▸ **Requirement**: Echo the lines from the one containing "The target of" up to and including the one containing "24L14 0L1 2L3", and give nothing else.

▸ **Information provided**:
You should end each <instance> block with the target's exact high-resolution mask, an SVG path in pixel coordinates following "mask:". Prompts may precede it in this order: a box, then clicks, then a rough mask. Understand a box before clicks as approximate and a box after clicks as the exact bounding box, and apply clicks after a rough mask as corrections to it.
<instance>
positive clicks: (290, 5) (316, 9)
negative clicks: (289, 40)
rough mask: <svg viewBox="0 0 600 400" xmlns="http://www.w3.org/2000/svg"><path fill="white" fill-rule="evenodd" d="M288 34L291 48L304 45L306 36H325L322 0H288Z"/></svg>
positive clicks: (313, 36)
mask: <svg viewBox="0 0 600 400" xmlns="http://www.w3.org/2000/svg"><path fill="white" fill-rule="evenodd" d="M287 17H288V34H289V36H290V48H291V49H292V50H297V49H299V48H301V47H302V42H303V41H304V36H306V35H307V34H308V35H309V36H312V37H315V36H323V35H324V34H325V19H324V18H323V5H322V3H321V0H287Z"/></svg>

* * *

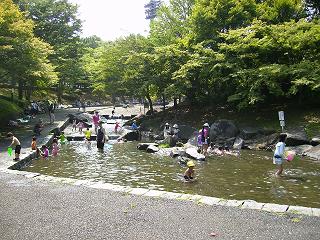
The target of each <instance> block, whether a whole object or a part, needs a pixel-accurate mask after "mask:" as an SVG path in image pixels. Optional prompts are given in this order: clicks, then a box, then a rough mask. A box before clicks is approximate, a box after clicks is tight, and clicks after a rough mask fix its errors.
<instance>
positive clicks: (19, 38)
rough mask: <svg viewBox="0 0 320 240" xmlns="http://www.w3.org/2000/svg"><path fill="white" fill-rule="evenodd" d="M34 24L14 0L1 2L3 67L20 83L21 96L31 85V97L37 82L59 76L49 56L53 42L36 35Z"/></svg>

▸ **Answer to this task**:
The target of each <instance> block, whether a whole object or a part, needs a pixel-accurate mask after "mask:" as an SVG path in image pixels. Optional prompts are given in this order: clicks, then a box, then a rough mask. A box before clicks is approximate, a box after clicks is tight, and clicks after a rough mask fix its errors.
<instance>
positive clicks: (19, 38)
rough mask: <svg viewBox="0 0 320 240" xmlns="http://www.w3.org/2000/svg"><path fill="white" fill-rule="evenodd" d="M34 24L14 0L1 2L3 67L20 83L21 96L31 85V97L37 82L59 76L49 56L53 42L36 35Z"/></svg>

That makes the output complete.